Arrange the records between the lines holding "The component shall locate the person wearing" and "(1005, 284)", inclusive, as a two-column CSV with the columns "text" and "answer", one row per record. Place each record's text and its answer in a single quoted field apiece, with line breaks replaced by spaces.

**Input rows:**
--------

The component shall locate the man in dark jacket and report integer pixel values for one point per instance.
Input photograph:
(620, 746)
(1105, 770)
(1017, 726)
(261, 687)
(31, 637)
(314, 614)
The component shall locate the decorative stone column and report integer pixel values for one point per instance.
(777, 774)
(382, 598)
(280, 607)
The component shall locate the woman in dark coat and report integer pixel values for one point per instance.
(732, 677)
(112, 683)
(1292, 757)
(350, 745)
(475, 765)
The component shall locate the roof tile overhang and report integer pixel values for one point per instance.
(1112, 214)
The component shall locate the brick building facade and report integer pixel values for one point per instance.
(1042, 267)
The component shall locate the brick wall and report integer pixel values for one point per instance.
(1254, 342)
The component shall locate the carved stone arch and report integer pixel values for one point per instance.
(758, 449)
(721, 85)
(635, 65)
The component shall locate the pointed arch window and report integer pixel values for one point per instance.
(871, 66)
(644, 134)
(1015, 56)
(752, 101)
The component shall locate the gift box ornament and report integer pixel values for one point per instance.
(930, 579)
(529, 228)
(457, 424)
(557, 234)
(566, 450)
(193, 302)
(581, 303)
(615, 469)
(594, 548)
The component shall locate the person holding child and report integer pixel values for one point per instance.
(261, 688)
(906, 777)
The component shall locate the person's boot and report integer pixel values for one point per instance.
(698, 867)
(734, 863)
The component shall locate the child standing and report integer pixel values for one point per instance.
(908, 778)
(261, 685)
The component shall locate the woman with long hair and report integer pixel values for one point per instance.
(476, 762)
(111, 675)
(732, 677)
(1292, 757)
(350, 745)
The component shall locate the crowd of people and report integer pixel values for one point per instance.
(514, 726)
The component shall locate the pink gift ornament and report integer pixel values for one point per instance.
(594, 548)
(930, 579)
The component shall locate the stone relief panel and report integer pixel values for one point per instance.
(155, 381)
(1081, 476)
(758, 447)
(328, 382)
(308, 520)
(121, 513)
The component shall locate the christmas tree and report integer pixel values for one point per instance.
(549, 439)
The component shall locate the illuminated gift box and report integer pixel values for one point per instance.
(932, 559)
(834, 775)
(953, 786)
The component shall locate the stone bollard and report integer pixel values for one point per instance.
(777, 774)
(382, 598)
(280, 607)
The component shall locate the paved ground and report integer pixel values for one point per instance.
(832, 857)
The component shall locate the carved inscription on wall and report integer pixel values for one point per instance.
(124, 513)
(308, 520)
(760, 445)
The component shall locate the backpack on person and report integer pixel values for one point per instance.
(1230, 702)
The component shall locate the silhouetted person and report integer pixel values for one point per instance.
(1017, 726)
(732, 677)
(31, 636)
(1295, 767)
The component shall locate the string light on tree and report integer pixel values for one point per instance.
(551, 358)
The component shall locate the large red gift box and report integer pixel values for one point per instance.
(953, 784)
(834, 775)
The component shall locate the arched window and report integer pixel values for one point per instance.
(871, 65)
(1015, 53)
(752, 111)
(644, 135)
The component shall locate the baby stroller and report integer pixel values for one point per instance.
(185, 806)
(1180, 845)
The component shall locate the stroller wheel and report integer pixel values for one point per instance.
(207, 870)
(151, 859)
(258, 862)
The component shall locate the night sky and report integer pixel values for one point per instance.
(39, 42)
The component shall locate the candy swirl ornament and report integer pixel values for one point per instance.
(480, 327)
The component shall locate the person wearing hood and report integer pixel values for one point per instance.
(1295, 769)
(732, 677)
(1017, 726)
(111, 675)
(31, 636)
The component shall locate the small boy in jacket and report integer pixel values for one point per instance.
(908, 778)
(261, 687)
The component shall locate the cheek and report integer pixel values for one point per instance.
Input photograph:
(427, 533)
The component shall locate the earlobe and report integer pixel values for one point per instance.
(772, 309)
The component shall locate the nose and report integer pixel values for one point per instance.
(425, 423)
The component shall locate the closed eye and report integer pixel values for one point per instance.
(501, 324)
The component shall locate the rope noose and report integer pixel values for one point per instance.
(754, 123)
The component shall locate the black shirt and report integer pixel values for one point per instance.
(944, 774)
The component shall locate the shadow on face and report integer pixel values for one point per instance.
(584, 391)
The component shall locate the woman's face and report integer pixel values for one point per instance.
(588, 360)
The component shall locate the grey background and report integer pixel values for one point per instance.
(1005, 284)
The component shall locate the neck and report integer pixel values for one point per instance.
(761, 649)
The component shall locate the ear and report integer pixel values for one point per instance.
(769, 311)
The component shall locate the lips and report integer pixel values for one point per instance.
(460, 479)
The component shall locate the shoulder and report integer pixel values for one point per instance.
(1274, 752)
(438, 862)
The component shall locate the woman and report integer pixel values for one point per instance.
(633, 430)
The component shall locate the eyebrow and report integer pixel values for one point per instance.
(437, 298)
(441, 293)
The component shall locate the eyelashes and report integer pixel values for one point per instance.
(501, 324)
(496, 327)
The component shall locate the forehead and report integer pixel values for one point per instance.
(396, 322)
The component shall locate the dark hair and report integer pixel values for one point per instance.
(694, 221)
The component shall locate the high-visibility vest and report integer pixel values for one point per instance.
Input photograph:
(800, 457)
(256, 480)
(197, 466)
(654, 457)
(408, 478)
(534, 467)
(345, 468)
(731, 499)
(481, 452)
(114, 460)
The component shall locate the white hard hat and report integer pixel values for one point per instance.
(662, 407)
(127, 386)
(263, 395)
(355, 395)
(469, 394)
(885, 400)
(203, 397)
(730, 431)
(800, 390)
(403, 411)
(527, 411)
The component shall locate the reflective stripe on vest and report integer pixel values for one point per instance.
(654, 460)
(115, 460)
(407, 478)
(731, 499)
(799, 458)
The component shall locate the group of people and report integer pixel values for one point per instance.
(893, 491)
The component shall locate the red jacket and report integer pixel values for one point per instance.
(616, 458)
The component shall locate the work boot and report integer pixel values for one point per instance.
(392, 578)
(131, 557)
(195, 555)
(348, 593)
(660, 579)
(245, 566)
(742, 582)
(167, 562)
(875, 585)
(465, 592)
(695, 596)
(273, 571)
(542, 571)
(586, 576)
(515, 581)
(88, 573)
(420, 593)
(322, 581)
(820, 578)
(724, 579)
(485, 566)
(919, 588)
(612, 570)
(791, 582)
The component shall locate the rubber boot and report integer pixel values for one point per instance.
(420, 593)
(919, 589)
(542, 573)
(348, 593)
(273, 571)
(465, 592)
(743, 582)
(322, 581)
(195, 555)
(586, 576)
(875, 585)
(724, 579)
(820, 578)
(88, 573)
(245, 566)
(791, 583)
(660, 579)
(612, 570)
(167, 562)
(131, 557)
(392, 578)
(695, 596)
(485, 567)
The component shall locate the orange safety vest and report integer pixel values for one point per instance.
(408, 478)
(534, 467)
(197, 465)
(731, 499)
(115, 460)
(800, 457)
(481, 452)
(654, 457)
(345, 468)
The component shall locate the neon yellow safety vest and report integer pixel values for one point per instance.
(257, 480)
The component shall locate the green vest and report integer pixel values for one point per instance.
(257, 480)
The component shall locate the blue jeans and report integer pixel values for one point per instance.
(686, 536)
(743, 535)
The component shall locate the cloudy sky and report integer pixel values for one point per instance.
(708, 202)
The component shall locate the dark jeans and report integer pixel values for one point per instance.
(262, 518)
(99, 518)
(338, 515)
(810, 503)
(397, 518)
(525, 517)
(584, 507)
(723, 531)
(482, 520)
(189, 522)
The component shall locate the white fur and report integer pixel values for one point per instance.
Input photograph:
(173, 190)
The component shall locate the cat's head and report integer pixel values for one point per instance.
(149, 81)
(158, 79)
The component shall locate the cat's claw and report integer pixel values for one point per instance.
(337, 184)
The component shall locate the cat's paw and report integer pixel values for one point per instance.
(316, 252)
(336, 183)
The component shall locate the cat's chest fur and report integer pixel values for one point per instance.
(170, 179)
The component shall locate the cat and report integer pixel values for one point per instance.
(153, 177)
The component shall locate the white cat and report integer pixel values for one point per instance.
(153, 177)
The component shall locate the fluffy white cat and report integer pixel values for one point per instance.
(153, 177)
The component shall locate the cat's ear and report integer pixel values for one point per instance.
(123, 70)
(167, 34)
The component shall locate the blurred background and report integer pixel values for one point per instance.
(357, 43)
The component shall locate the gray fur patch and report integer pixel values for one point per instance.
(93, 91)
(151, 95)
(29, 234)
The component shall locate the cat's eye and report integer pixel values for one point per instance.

--------

**Output below:**
text,answer
"The component shall locate the person wearing hood and report integer pixel values for one point per instance.","(1295, 769) (732, 677) (1017, 726) (111, 675) (31, 636)"
"The component shall locate the small boy in jacket and report integer pixel values for one point per instance.","(908, 778) (261, 687)"
"The component shall locate the cheek and report integer pixel values for one point per instance. Input photograph:","(427, 533)"
"The component shall locate the earlobe and report integer pixel values for one point per instance.","(772, 309)"
"The component shall locate the nose and report integer pixel values for one point per instance.","(425, 423)"
"The component shall locate the closed eye and report integer pixel values for one point per instance.","(501, 324)"
"The component shall locate the rope noose and report integer pixel values for one point per instance.","(754, 123)"
"The component shall locate the black shirt and report integer pixel values for one point per instance.","(944, 774)"
"The component shall locate the shadow on face and report integer pixel values for one point per instance.","(584, 391)"
"The component shall locate the woman's face and report integer pixel values for one point per instance.","(588, 360)"
"The component shall locate the grey background and report integer pixel values for one point per instance.","(1005, 284)"